_Input data_:
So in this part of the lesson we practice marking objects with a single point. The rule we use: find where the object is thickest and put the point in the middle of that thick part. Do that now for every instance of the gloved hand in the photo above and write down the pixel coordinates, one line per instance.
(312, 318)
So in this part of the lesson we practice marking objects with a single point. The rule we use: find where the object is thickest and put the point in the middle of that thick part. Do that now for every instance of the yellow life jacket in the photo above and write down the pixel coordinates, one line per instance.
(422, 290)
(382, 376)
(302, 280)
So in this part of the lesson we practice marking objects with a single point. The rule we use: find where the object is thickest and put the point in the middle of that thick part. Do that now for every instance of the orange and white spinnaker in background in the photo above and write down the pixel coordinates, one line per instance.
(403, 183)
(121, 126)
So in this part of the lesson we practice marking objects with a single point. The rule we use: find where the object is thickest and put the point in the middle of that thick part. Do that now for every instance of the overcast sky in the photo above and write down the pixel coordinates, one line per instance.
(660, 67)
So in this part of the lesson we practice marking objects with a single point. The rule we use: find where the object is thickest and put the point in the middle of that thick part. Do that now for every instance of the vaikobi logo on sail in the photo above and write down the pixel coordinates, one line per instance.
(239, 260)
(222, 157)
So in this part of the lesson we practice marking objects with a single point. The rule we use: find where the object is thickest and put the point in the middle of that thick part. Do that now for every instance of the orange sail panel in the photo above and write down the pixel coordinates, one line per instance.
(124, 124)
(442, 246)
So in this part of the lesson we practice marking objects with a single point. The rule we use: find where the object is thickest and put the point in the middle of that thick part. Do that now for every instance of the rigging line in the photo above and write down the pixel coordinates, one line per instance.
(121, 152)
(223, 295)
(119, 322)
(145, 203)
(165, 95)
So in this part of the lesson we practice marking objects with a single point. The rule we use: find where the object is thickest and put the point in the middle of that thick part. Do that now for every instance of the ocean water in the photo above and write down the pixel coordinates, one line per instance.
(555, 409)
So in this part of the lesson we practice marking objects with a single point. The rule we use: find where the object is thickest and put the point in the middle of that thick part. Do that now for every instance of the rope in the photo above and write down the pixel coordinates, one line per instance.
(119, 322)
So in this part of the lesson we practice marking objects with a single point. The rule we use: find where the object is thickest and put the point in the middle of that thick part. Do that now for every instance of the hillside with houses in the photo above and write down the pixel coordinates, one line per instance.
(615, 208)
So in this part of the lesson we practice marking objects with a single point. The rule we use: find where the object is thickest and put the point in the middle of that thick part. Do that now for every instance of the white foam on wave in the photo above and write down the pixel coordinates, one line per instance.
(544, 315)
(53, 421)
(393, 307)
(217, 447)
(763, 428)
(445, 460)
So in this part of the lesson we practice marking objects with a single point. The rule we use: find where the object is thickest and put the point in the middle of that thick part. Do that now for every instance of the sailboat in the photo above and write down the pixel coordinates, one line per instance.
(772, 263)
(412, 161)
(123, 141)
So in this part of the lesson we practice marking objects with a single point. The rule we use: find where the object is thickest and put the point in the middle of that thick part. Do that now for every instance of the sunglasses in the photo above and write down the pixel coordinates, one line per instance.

_Work to complete_: Rewrite the stretch of data from the line containing "of the sailboat" through the end of the data, putting "widest" wherever "thickest" appears and keeping everything else the same.

_Answer for the task_:
So in this part of the lesson we practice marking objects with a single point. The rule we use: find where the object is widest and put the point in the middle of that thick part. Do that now for every instance of the sailboat in the photo above and write down the pixel coordinates, one line per instance.
(772, 263)
(412, 161)
(123, 141)
So in this part of the lesson we practice marking objects with a single point. The rule we use: find where the object is widest and put the point in the middle of that thick part. Do that now for every instance of the sunglasses in the photo above and write down the pixel coordinates, one line per instance.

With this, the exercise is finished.